TASK LIST:
**a)** In the passage about the 1984 Arlington Heights race, how many institutions and organizations provided free admission passes for the reading program?
**b)** Continue the account of the 1984 Arlington Heights race and the library reading program from the point where it stops.

SUPPLIED PASSAGE:
- - - -
On April 15 of 1984, I raced on home turf for the Running Unlimited store in Arlingtonn Heights. Though it had rained overnight, and dawn arrived with 43-degree temps, I was eager as hell to run a five-mile race after the half marathon PR a few weeks before.
The race started and finished at the Arlington Heights library, for whom the event served as a fundraiser. Years later, I would collaborate with that library and 175 others in the Chicago area while building a literacy support program I conceived and developed called the Big Ticket Reading Project. Knowing that summer reading was a big part of every library’s initiatives for school kids, I fanned out and recruited free admission passes from 27 different leading institutions and organizations; the Art Institute of Chicago, Shedd Aquarium, Brookfields Zoo, Chicago Children’s Museum, and many others. Each of these provided a free admission pass with no restrictions to every child that finished their summer reading program at their local library.
- - - -
DATA SHOWN:
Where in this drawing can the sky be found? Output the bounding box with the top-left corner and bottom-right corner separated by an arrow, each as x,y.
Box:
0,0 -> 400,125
- - - -
ANSWERS BELOW:
**a)** 27

**b)**
The program proved an immense success and raised overall summer reading completion rates to 75% across the board. Those numbers made every library program a success according to their metrics, and the program served to raise awareness of the Daily Herald, the newspaper where I worked. Pulling together a program of that scale––and it grew to serve 375,000 families––took planning, persistence and sometimes raw determination. I learned much of that from running.
But all that was seventeen years into the future. The matter at hand the morning of April 15 was kicking ass in real-time. We lined up at the start and I glanced up and down the line to check out the competition. That morning I didn’t care who was running. I felt like I was going to win. In fact, I knew it.
We moved out at 5:00 pace while a few of the pretenders struggled along trying to keep pace. One-by-one the fakers fell away until there were just three guys left at the mile mark. The runner next to me turned and said, “How fast are you running today?”
My eyes were focused straight ahead and I said, “Faster than you…” then took off running at an even quicker pace. He was left behind.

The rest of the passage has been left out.